(Excerpts from segmentation records)
· · · · · · ·

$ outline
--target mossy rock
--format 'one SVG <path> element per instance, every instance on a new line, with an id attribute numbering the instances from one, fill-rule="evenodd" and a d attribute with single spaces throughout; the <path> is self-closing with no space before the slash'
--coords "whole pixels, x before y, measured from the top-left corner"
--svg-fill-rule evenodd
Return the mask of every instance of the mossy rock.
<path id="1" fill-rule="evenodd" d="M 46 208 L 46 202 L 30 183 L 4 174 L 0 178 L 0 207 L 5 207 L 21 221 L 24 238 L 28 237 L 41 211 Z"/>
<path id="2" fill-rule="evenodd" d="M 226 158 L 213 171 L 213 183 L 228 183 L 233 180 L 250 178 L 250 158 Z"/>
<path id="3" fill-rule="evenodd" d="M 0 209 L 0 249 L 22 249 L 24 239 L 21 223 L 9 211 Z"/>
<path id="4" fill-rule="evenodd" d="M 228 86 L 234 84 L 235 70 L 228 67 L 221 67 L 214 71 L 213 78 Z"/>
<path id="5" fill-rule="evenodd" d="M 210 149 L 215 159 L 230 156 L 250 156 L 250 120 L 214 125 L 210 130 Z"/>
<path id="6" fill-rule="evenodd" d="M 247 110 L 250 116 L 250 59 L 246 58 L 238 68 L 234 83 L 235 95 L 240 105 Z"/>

· · · · · · ·

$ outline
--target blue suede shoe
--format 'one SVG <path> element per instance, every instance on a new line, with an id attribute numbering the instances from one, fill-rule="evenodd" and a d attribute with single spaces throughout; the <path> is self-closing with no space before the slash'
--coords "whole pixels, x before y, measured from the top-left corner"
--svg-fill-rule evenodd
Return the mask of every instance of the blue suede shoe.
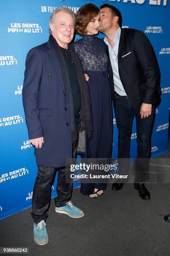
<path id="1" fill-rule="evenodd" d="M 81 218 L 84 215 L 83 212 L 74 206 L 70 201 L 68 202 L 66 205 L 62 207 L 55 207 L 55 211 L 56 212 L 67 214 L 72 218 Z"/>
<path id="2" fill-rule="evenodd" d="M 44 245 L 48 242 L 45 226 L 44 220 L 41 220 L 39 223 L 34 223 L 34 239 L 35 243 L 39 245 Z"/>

· · · · · · ·

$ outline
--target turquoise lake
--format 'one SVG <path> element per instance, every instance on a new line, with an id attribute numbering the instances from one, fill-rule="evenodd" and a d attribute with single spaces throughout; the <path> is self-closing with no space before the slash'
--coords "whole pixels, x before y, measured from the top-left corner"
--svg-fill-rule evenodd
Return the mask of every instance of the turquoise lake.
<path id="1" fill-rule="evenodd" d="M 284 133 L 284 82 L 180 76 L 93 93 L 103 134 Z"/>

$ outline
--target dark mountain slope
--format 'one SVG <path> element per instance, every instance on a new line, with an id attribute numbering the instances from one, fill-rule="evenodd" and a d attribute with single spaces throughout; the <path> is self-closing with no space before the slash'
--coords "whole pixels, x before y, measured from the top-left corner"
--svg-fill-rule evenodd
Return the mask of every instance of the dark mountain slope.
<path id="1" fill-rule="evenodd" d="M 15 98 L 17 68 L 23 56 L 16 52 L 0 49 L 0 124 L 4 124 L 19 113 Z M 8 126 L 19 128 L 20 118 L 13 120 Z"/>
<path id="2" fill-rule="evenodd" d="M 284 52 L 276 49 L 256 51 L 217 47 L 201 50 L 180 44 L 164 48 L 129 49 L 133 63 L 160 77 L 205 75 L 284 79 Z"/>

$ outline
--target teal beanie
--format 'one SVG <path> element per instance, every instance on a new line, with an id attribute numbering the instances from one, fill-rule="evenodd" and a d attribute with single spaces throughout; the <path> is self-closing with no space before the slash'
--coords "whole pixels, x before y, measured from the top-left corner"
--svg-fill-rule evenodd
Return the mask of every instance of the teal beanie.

· · · · · · ·

# Task instructions
Gather every line of the material that contains the word "blue", and copy each one out.

# Written answer
--target blue suede shoe
Return the mask of every instance of the blue suede shoe.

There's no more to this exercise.